-- start Listing --
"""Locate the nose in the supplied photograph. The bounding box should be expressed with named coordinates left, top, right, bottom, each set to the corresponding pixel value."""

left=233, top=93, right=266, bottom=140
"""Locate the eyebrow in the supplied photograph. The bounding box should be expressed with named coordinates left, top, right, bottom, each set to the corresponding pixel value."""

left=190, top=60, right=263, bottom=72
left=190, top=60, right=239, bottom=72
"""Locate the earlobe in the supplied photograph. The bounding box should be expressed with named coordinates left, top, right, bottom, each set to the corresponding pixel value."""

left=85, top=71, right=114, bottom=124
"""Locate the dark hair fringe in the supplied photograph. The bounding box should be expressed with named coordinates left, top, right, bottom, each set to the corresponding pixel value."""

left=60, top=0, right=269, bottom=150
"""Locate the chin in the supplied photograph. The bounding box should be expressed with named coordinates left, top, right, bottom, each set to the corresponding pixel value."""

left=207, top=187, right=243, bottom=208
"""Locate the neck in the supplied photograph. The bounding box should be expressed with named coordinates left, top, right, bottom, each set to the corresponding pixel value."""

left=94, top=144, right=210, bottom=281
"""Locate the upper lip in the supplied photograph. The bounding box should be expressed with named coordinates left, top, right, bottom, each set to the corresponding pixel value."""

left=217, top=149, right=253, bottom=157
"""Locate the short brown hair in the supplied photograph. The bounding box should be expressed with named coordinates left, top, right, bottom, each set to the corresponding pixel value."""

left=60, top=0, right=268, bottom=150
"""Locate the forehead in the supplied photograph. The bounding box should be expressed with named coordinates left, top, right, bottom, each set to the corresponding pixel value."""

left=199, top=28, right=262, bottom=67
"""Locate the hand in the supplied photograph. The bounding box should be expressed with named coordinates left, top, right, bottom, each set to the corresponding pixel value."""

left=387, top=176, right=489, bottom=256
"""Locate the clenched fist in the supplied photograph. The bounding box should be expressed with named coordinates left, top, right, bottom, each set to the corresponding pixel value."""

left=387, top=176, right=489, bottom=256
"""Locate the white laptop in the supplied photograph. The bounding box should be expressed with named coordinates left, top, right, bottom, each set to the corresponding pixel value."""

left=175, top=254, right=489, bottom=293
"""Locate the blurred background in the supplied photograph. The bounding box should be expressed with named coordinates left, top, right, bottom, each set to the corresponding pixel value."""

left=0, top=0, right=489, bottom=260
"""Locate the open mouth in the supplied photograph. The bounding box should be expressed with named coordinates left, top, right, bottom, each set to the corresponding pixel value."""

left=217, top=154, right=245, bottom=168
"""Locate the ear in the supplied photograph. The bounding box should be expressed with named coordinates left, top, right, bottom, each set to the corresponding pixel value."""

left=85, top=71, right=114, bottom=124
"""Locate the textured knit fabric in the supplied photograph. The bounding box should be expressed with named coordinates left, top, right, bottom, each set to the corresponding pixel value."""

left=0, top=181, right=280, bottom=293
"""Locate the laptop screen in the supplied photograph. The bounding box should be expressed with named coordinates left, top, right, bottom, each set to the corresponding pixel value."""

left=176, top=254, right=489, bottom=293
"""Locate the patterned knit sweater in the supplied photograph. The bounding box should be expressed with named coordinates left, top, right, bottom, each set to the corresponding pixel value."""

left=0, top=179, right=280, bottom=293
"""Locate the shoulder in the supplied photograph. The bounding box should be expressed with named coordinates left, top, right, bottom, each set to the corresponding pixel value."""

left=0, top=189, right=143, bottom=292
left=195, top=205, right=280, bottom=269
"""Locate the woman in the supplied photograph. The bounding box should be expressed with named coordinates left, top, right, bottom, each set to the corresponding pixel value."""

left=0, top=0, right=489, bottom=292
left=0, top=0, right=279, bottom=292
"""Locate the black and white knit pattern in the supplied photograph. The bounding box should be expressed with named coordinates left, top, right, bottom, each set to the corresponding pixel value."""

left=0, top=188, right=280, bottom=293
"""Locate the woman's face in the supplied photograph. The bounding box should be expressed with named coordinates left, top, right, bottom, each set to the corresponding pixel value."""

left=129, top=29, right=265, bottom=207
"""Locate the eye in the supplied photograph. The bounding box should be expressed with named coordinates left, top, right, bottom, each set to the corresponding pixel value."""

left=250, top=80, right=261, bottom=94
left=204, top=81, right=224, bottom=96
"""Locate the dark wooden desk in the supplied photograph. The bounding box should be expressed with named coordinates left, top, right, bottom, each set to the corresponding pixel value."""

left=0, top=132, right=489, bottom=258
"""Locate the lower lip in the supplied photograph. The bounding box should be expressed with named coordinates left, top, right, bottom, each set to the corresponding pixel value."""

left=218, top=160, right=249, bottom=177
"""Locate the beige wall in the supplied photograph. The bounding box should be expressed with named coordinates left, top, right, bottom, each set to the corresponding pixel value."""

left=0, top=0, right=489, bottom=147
-- end Listing --
-- start Listing --
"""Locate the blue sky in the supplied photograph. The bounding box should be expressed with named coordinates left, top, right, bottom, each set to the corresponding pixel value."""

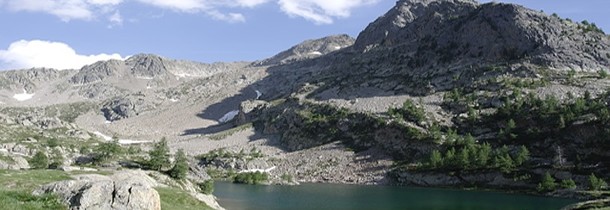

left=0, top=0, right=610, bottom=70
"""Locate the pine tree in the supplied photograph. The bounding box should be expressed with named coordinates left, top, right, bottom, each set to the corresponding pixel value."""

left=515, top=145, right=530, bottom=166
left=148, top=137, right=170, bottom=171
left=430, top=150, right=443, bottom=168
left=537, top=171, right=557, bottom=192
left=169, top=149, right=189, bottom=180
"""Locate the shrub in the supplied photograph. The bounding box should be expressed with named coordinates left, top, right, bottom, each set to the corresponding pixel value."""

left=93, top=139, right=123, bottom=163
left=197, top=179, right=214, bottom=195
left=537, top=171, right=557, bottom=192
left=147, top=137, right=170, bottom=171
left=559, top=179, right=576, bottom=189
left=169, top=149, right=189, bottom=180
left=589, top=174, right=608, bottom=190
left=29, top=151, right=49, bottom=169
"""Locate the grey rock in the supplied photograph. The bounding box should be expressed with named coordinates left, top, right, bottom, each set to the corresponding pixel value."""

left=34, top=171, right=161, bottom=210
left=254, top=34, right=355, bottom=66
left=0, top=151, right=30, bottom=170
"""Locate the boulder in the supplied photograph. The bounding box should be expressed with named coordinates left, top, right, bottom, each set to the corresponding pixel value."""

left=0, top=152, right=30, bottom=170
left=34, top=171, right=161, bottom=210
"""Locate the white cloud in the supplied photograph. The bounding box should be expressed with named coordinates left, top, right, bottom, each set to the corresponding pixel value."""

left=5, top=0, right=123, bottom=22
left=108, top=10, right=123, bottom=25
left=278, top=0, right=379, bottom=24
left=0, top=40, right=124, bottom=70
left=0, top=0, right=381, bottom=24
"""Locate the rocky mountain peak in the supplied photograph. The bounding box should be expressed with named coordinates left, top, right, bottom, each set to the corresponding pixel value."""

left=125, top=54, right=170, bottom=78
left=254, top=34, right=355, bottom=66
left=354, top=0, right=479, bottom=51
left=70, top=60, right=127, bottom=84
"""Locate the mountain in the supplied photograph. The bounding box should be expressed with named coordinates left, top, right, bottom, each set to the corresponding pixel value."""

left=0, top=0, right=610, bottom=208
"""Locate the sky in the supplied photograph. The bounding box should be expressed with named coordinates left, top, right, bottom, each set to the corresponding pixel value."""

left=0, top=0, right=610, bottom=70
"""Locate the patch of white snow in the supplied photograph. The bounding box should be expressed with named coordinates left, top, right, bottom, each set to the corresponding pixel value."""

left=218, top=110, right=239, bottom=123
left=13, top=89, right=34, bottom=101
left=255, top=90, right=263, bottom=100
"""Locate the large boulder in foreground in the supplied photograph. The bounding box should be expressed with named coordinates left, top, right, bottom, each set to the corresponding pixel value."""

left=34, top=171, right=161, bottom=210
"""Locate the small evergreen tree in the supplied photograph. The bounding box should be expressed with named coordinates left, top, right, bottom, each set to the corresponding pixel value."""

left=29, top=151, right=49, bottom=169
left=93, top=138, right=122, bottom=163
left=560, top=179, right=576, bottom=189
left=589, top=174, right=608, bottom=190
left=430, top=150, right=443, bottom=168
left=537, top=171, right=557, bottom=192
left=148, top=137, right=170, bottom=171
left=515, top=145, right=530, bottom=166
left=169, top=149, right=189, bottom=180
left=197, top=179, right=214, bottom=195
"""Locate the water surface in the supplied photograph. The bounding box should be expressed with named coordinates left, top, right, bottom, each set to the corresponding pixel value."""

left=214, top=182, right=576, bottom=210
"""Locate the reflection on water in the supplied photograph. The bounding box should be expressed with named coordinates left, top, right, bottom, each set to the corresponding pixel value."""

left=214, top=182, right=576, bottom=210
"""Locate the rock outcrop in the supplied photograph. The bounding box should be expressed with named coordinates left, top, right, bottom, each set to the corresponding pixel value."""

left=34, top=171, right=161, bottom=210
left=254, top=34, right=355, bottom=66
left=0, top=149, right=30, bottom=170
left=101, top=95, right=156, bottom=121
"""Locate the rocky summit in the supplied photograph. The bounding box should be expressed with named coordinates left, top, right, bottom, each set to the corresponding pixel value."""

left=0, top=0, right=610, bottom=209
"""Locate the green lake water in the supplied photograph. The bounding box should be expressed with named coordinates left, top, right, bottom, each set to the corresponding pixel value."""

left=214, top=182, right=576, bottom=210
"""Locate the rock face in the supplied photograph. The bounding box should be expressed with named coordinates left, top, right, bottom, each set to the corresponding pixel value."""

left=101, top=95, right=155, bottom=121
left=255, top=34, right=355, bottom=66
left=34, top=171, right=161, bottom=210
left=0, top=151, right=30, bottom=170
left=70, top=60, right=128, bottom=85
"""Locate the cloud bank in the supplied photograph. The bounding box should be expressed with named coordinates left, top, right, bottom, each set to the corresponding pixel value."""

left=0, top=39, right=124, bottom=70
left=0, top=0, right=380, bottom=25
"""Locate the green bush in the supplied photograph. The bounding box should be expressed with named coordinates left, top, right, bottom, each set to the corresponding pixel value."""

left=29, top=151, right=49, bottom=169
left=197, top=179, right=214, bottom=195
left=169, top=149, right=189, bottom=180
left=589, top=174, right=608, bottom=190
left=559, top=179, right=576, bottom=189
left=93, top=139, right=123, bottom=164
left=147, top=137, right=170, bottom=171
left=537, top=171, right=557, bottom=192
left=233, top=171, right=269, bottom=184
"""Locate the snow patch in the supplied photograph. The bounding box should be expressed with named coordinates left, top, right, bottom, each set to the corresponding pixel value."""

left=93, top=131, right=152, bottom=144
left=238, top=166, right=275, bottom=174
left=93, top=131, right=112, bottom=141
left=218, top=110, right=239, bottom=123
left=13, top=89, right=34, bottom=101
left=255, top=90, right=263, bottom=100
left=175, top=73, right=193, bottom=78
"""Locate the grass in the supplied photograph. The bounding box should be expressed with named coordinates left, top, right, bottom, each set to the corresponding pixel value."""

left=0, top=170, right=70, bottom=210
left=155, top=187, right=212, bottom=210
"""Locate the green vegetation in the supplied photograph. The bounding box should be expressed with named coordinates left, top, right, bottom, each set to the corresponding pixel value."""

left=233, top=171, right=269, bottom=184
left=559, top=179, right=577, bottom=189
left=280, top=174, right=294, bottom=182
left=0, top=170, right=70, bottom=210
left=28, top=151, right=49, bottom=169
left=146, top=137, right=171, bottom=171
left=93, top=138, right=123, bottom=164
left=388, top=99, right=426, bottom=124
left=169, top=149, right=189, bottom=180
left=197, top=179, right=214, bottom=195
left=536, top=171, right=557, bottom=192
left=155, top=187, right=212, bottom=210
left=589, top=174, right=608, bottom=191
-- end Listing --
(Do this) Arrange the material as a Markdown table with the columns Number and Record line, one row per line and blank lines left out. Begin at the line that contains "the boulder in" and stop after the line that contains "left=70, top=60, right=127, bottom=84".

(Reply to the exercise)
| Number | Record line |
|---|---|
| 1 | """Locate the boulder in the supplied photograph. The bounding box should be expressed with named coordinates left, top, right, bottom, each set to the corresponding pixel value.""" |
| 2 | left=0, top=152, right=30, bottom=170 |
| 3 | left=34, top=171, right=161, bottom=210 |
| 4 | """Locate the white cloud in the supplied photograph. The bounding box should be expressed with named coordinates left, top, right, bottom, each set to the corresponding pixel value.""" |
| 5 | left=5, top=0, right=123, bottom=22 |
| 6 | left=108, top=10, right=123, bottom=25 |
| 7 | left=278, top=0, right=379, bottom=24 |
| 8 | left=0, top=40, right=124, bottom=70 |
| 9 | left=0, top=0, right=381, bottom=24 |
| 10 | """Locate the rocky mountain peak in the supplied photograph. The bounding box should be expressed with named coordinates left, top, right, bottom, each set to the corresponding pixel value.""" |
| 11 | left=125, top=54, right=170, bottom=78 |
| 12 | left=254, top=34, right=355, bottom=66 |
| 13 | left=354, top=0, right=479, bottom=51 |
| 14 | left=70, top=60, right=127, bottom=84 |